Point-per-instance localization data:
◆ ◆ ◆ ◆ ◆ ◆ ◆
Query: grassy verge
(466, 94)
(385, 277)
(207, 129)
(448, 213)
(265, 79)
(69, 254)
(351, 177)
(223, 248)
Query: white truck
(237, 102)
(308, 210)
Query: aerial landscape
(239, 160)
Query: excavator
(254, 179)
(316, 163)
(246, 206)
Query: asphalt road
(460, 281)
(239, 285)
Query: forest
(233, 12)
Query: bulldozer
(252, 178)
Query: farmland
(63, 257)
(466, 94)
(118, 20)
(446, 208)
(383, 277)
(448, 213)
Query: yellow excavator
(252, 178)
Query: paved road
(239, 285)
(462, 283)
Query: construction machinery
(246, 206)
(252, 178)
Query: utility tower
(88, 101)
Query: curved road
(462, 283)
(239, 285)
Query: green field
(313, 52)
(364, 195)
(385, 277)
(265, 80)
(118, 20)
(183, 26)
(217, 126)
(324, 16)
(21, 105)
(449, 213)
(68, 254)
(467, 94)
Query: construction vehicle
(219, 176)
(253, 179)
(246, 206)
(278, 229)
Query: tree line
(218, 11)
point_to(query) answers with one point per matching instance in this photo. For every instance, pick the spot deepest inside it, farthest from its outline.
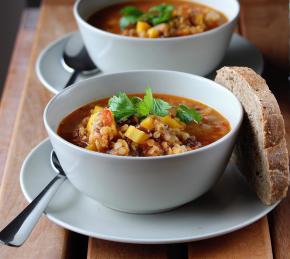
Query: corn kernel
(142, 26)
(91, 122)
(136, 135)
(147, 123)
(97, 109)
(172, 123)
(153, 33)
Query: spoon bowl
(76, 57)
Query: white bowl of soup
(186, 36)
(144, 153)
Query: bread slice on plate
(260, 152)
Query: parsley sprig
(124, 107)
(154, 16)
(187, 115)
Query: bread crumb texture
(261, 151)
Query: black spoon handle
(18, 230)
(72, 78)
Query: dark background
◆ ◆ ◆ ◆ ◆ ◆ ◆
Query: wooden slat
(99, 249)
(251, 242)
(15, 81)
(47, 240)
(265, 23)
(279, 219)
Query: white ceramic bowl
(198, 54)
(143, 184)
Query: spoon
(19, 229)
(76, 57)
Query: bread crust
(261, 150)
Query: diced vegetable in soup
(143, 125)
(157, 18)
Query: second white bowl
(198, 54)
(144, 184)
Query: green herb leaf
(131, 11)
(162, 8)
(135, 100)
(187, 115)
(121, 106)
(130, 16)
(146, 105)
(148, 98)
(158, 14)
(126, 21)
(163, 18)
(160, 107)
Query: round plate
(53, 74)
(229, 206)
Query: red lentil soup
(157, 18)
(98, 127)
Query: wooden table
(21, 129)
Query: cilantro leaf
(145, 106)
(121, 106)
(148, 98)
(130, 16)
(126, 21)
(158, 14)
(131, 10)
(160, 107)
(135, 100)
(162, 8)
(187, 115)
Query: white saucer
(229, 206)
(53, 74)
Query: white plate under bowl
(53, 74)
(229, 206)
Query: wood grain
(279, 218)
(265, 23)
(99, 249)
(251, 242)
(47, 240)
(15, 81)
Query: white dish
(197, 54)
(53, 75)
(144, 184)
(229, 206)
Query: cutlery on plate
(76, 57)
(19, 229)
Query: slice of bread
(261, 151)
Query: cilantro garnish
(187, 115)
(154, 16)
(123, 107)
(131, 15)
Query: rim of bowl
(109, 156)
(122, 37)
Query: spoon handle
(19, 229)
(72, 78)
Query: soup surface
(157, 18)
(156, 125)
◆ ◆ ◆ ◆ ◆ ◆ ◆
Aim of the task:
With pictures excluded, reproduce exactly the lines above from the one containing "Query: grassy verge" down to the one containing "Query: dark background", those two included.

Result of the task:
Query: grassy verge
(466, 94)
(385, 277)
(207, 129)
(448, 213)
(265, 79)
(69, 254)
(351, 177)
(223, 248)
Query: white truck
(237, 102)
(308, 210)
Query: aerial landscape
(239, 160)
Query: excavator
(254, 179)
(316, 163)
(246, 206)
Query: asphalt road
(460, 281)
(239, 285)
Query: forest
(233, 12)
Query: bulldozer
(252, 178)
Query: farmland
(63, 257)
(466, 94)
(118, 20)
(446, 208)
(383, 277)
(448, 213)
Query: yellow excavator
(252, 178)
Query: paved road
(239, 285)
(462, 283)
Query: construction machinery
(246, 206)
(252, 178)
Query: utility tower
(88, 101)
Query: curved road
(462, 283)
(239, 285)
Query: green field
(313, 52)
(364, 195)
(385, 277)
(265, 80)
(118, 20)
(183, 26)
(217, 126)
(324, 16)
(21, 105)
(449, 213)
(68, 254)
(467, 94)
Query: construction vehicle
(219, 176)
(253, 179)
(246, 206)
(278, 229)
Query: tree line
(218, 11)
point_to(query) answers with one point per matching instance in this photo. For every instance, pick the spot deepest inside it, farthest from its outline.
Query: corn kernel
(142, 26)
(91, 122)
(136, 135)
(147, 123)
(97, 109)
(172, 123)
(153, 33)
Query: spoon bowl
(76, 57)
Query: white bowl of soup
(186, 36)
(144, 153)
Query: bread slice on plate
(260, 152)
Query: parsley sprig
(124, 107)
(154, 16)
(187, 115)
Query: bread crumb texture
(261, 151)
Query: black spoon handle
(18, 230)
(72, 78)
Query: dark background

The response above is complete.